__GIVEN TEXT__.
══════════
3 of 3 people found the following review helpful
on 22 October 2014
The Puppeteer looks like what would happen if Rayman, Little Big Planet and Super Mario all had a threesome romp. The game, fundamentally, is a platformer (jumping, ducking, rolling, collecting shiny things etc.) but with near unmatched production values. Graphically the game is superb, opting for the cartoonish charming visuals akin to titles such as Little Big Planet or Rayman, as mentioned above.
The game takes places in a theatre setting. Each chapter begins as the red curtains open to cheers (and sometimes jeers) from the unseen audience and the game quickly adopts an over-the-top pantomime-style asthetic which will have you grinning whether you want to or not. With an aching amount of detail in each stage and secrets and collectibles to find, The Puppeteer will keep the willing gamer busy long after the curtain has fallen. Added in is a typical fairy tale storyline where good struggles against opression and evil in order to save a kingdom from tyranny, a wonderful cliche which feels right at home in this Grimm-esque theatrical world.
Aside from some minor difficulties at the beginning of the game getting my jumping technique down, the controls are minimalist yet empowering for the player allowing you to perform wonders on screen with very simple button combinations (even my 4 year old is having a blast with this).
All in all, a great game whether you're young or old. A charming and beautiful addition to my collection and one I recommend completely. 9/10 overall, and, Let the Show Begin!
12 of 13 people found the following review helpful
on 1 October 2013
I had been looking forward to Puppeteer since it was announced. When it finally arrived I was overjoyed; upon playing the first thirty minutes I was distraught - it seemed so clunky! But don't worry, once you get used to the controls and mechanics it is a grower.
You control Kutaro, a boy stolen from sleep and transported to the moon by the wicked Moon Bear King. Upon arrival, his head is devoured and his body discarded! But fear not, a witch and her pet cat take pity on you and find you a substitute head - one of a hundred or so in the game. With your new noggin securely attached you must traverse the moon in search of Moonshards that are guarded by a medley of huge, animal-themed bosses. Once these are collected, you can piece the Moonstone back together and return the moon to normal by dethroning the Moon Bear King.
══════════
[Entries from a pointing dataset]
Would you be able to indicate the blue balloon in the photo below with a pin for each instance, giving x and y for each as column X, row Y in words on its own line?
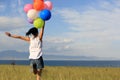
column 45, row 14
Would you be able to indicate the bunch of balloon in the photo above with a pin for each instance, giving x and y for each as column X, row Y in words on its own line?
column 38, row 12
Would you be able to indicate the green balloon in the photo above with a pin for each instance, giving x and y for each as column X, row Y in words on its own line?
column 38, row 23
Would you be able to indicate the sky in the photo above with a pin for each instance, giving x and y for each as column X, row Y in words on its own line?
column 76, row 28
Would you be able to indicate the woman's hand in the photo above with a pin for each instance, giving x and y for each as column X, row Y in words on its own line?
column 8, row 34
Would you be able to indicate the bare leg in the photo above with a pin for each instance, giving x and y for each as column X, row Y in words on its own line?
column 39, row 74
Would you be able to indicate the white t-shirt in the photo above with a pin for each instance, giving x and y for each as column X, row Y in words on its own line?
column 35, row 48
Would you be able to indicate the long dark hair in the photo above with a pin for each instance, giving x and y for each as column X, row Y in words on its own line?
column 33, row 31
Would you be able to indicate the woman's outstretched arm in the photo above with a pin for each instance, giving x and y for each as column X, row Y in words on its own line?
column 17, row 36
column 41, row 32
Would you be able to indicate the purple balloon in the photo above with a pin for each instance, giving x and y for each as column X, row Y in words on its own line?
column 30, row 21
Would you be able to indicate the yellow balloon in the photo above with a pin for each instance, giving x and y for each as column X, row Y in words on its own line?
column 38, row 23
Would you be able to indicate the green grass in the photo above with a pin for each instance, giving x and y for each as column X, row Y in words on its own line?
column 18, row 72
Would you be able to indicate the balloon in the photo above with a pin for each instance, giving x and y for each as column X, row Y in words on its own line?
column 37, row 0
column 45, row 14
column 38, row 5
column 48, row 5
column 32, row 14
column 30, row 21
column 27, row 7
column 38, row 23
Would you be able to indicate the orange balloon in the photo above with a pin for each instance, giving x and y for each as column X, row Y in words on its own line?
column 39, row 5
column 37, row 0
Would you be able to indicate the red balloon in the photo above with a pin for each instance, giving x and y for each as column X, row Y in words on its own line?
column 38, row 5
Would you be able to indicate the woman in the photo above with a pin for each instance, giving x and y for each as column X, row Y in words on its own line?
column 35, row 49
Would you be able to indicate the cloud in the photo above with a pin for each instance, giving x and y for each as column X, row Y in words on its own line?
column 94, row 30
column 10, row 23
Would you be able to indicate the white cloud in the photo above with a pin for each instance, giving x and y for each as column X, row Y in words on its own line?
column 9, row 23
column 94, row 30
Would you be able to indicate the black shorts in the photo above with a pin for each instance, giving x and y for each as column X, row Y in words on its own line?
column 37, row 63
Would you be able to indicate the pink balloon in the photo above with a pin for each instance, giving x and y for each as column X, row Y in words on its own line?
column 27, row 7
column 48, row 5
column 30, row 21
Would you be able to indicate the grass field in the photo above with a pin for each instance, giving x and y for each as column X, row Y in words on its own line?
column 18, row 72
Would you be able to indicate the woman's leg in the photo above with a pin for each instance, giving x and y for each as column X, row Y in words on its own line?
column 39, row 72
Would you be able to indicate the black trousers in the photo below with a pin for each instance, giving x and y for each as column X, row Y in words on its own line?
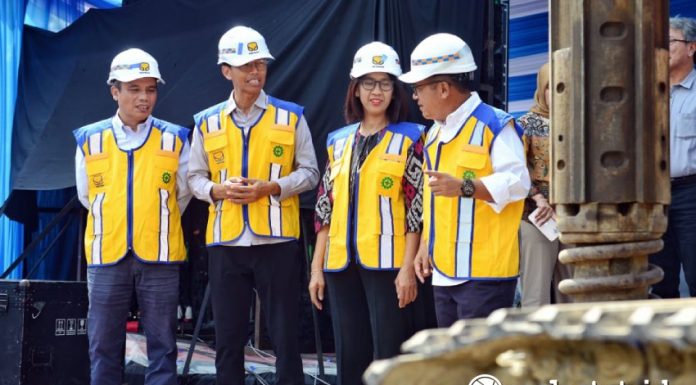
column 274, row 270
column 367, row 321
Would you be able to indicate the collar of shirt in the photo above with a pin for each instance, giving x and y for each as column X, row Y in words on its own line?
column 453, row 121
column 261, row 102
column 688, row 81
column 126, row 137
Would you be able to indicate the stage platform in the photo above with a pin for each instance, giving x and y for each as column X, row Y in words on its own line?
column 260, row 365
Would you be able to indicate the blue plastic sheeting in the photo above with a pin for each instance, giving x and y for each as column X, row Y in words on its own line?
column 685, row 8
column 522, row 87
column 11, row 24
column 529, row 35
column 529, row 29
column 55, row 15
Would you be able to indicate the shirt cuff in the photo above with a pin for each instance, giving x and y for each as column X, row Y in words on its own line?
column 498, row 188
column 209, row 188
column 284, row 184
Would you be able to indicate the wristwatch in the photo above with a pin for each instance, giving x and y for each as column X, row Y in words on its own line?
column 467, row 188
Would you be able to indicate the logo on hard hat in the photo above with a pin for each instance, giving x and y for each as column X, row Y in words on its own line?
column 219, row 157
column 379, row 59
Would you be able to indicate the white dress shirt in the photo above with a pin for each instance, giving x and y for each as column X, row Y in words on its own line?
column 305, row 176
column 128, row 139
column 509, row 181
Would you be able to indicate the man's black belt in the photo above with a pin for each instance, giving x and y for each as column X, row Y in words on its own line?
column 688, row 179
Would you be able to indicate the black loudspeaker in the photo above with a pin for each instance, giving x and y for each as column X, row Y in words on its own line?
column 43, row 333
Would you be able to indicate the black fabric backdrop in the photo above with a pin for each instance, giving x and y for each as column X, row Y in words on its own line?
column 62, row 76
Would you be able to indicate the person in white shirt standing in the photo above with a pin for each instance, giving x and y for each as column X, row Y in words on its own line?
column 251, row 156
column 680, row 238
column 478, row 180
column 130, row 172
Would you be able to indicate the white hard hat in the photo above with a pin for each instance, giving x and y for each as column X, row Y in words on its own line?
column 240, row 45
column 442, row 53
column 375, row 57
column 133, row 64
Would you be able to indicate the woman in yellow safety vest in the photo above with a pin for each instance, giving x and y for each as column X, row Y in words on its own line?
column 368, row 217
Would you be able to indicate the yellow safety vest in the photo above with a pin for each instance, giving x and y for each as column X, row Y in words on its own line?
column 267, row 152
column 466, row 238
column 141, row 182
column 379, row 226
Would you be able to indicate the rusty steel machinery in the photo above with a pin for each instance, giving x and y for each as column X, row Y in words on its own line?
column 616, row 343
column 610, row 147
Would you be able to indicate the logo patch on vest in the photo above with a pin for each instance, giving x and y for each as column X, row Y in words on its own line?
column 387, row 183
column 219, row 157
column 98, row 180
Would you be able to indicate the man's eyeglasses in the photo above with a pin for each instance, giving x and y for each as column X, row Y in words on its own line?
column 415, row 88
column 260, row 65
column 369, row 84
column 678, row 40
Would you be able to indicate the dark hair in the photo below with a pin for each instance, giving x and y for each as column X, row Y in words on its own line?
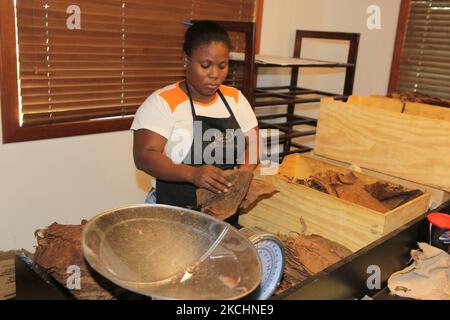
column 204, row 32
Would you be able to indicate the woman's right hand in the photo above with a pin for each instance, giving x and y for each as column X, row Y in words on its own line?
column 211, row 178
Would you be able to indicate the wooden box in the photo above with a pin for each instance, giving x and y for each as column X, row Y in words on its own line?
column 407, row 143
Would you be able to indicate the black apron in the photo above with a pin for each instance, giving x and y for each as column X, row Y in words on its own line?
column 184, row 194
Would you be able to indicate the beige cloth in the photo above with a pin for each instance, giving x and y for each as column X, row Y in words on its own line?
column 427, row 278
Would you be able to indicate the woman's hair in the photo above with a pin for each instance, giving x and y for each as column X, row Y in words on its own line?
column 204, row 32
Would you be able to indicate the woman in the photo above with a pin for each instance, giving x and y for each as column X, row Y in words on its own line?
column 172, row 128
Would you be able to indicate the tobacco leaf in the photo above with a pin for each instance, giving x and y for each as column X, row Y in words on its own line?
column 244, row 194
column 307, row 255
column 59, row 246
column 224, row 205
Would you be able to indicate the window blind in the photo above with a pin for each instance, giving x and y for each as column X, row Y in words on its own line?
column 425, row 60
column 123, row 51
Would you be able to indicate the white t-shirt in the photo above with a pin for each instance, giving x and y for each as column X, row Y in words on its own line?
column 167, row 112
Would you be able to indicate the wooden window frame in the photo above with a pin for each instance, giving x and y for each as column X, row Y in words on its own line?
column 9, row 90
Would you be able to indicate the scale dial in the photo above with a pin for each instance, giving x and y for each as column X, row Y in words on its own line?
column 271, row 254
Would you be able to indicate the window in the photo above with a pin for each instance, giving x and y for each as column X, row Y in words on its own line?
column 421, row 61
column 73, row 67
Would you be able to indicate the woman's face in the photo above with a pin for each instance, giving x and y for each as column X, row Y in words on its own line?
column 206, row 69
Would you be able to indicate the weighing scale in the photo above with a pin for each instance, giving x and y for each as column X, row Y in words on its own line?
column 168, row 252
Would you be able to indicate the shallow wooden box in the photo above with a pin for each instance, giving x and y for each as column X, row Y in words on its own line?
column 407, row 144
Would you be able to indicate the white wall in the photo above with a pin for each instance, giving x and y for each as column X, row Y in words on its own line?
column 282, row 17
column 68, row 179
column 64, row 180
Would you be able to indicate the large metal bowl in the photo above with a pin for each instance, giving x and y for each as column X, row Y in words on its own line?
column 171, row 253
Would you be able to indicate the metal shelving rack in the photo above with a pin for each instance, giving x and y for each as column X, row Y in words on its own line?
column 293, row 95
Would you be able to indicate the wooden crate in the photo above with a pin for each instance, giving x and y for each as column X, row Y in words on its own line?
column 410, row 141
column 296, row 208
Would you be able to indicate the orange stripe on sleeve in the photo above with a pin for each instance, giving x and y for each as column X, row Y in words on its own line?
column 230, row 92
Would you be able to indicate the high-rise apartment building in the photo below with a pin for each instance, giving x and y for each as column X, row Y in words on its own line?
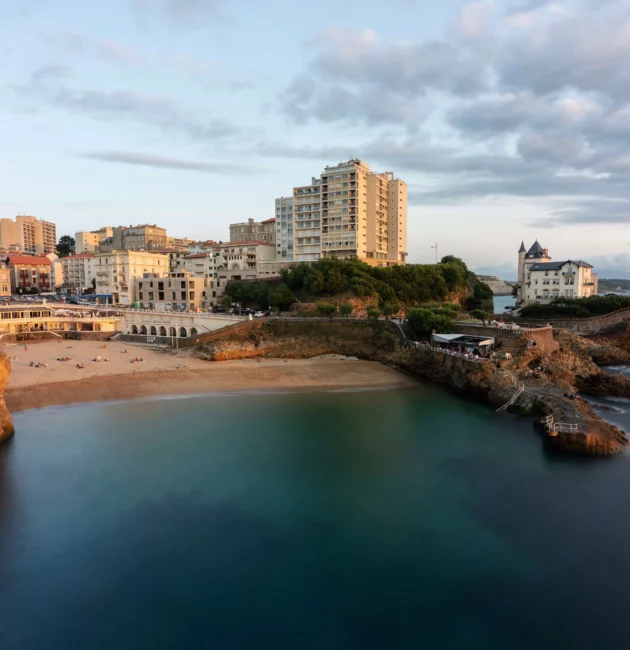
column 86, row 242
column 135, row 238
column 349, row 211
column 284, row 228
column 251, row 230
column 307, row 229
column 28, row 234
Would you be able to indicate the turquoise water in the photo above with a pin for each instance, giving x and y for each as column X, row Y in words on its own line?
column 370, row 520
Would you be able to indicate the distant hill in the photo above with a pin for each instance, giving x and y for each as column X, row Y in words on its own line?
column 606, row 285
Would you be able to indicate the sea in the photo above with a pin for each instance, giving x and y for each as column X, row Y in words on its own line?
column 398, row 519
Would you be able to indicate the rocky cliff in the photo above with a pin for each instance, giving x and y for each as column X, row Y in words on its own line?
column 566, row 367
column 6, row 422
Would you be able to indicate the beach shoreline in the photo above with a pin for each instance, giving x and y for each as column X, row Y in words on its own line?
══════════
__TO-DO LIST__.
(a) List every other video game that the Puppeteer reviews compare the game to.
(b) Write the next part of the Puppeteer reviews, picking up after the final sentence shown.

__OUTPUTS FOR THE TASKS__.
(a) Rayman, Little Big Planet, Super Mario

(b)
Graphically the game is breathtaking. The whole idea for the game is that you are watching a pantomime unravel through a theatre setting; each level starts and finishes with the curtains opening or drawing closed. The theatre theme allows for some unique enemy designs and attacks - cutting a snake apart via the seams that hold it together internally is certainly intuitive and cleverly conceived. The game harks back to many titles of yesteryear - remember Ghouls and Ghosts where you'd traverse every landscape imaginable? Deserts, a stormy sea, an icy landscape, a spooky forest? Expect to see all of these settings and more in Puppeteer, each as lovingly sculpted as the last. The game sounds great, too; rousing orchestral tunes that fit the settings of each stage perfectly - the pirate-themed level stands out for me the most; it has a perfect sea-shanty-style ditty that fits the theme brilliantly. The watching crowd will cheer when you do something worthy, boo the bad guys and oooh-and-ahhh as you leap or fly fearlessly through the stages.
One thing that I didn't enjoy (others will surely disagree with me here) was the constant voice-overs from the commentator and secondary characters - Pikarina is particularly annoying, with her whining, pseudo-American accent. During the levels they can prove useful, pointing out areas of interest or giving hints, but they quickly become irritating during cut scenes as the monologues go on far too long and become steadily more incomprehensible. The cut scenes are, for the most part, overly long as well and just as unintelligible - there is one battle scene between the pirate captain Gaff and the two bovine enemies he faces that I thought would never end. Things do pick up near the end, when the story is drawing to a close but I honestly enjoyed my second playthrough a great deal more as I was able to skip through the drawn-out cut scenes.
The game is an old-school 2D platformer with full 3D graphics. You leap across chasms, collect Moonsparkles (similar to Mario's coins or Sonic's rings) in order to gain extra lives and rescue souls by killing enemies. The controls are simple enough (jump, attack, duck, etc) but take some getting used to initially. Within the first few levels of the game I was mistiming jumps and falling to my death quite regularly - Kutaro has quite a small leap when compared to other 2D platformers of this ilk. Given a little time, though, you will master them, even if certain jumps within the game remain difficult to judge. You can also control your secondary characters (Ying-Yang the cat or Pikarina the sun princess) with the right analogue stick. Searching the background and scenery of each stage with these characters will yield Moonsparkles and other rewards such as new heads and humorous interactions between characters.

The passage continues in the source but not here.